→ What to do
Copy every line of the listing below word for word, changing nothing.

Stored data
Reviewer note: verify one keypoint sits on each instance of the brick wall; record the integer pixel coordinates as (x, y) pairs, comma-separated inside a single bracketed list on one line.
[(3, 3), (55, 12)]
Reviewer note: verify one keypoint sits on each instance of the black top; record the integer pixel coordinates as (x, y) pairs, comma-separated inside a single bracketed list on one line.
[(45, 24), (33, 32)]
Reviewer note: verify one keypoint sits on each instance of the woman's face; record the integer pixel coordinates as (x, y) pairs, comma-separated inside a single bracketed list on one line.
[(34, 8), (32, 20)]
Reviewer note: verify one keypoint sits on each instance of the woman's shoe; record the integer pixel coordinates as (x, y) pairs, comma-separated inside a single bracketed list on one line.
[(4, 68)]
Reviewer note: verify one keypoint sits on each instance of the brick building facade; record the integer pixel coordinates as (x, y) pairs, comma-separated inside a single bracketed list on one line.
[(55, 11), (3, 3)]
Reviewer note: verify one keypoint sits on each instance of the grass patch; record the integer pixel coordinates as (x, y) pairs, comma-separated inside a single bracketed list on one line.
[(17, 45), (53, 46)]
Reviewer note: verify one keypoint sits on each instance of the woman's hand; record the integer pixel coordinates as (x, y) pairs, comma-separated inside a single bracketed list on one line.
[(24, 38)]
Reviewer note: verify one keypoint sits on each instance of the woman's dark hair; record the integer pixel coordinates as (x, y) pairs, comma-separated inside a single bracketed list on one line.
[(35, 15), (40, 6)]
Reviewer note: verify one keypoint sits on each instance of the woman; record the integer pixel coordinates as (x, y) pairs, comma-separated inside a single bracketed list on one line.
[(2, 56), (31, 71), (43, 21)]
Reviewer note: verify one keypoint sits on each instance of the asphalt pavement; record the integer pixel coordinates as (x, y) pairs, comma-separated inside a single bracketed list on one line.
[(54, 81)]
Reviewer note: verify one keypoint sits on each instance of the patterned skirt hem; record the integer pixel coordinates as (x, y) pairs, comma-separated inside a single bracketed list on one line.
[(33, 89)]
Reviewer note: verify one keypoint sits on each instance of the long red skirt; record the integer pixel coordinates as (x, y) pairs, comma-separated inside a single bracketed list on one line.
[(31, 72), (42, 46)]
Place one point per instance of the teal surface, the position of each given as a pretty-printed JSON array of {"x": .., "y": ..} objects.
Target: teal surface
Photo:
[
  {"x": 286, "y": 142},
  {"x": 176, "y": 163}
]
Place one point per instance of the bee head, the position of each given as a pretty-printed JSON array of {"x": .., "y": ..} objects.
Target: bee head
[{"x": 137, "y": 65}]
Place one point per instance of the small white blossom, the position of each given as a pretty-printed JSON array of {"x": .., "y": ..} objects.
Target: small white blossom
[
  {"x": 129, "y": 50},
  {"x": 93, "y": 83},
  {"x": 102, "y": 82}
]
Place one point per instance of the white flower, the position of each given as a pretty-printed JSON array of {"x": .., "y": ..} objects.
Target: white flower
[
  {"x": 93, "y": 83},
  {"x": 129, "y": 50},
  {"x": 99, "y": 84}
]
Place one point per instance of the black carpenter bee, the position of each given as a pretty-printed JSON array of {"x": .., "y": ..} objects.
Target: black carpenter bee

→ Solution
Reviewer note: verify one keypoint sits on each instance of the brick wall; record the integer pixel coordinates as (x, y) pairs, comma-separated inside a single bracketed list on one line.
[(3, 3), (55, 12)]
Reviewer note: verify one keypoint sits on each instance of the black top; record the integer pixel coordinates as (x, y) pairs, comma-separated inside a single bracketed list on one line.
[(45, 24), (33, 32)]
Reviewer note: verify one keypoint sits on each instance of the woman's face; record the integer pixel coordinates as (x, y) pairs, comma-separated inside a single bracketed list on one line.
[(34, 8), (32, 20)]
Reviewer note: verify one keypoint sits on each instance of the woman's shoe; record the integer pixel coordinates as (x, y) pairs, comma-separated inside a single bracketed list on one line.
[(4, 68)]
Reviewer note: verify one keypoint sits on each instance of the brick building facade; record the integer pixel coordinates as (x, y) pairs, comma-separated inside a single bracketed list on one line.
[(55, 11), (3, 3)]
Reviewer note: verify one keypoint sits on each instance of the grass patch; record the integer pixel coordinates as (x, y) pairs, comma-separated inside a single bracketed list on one line.
[(17, 45), (53, 46)]
Reviewer note: verify one keypoint sits on each instance of the woman's hand; record the integer pixel coordinates as (x, y) pairs, comma-separated inside a single bracketed list on one line.
[(24, 38)]
Reviewer note: verify one keypoint sits on each instance of the woman's dark hair; record the integer pixel coordinates as (x, y) pairs, comma-separated inside a single bracketed list on one line.
[(35, 15), (40, 6)]
Reviewer note: verify one keypoint sits on each instance of the woman; record the integer pixel coordinates as (x, y) pairs, comma-separated inside a single bracketed list on one line.
[(2, 56), (31, 71), (43, 21)]
Reviewer note: verify one keypoint sits on each instance of the asphalt pavement; record the integer pixel coordinates as (x, y) pairs, comma-separated inside a single bracketed list on one line.
[(54, 81)]
Reviewer note: verify one keypoint sits on each instance of the patterned skirt hem; record the integer pixel coordinates as (x, y) pairs, comma-separated inside a single bracketed list on one line.
[(33, 89)]
Reviewer note: verify one keypoint sits on each instance of the long red skirt; record the integer pixel coordinates as (x, y) pairs, comma-separated inside a single bracketed list on one line.
[(31, 72), (42, 46)]
Place one point per instance of the teal surface, the position of each given as a pretty-printed JSON array of {"x": .., "y": ..} objects.
Target: teal surface
Photo:
[
  {"x": 286, "y": 142},
  {"x": 176, "y": 163}
]
Place one point per instance of the bee head, the position of each given as a pretty-printed JSON array of {"x": .., "y": ..} objects.
Target: bee head
[{"x": 137, "y": 65}]
Place one point per instance of the small white blossom, the position of each given as a pretty-printed JSON array of {"x": .., "y": ..} objects.
Target: small white blossom
[
  {"x": 129, "y": 50},
  {"x": 93, "y": 83},
  {"x": 102, "y": 82}
]
Place one point per instance of the white flower, the position of each given as a pretty-printed JSON array of {"x": .., "y": ..} objects.
Target: white flower
[
  {"x": 93, "y": 83},
  {"x": 129, "y": 50},
  {"x": 99, "y": 84}
]
Place one point per instance of the black carpenter bee, the position of each given as a pretty-printed JSON array of {"x": .., "y": ..} objects.
Target: black carpenter bee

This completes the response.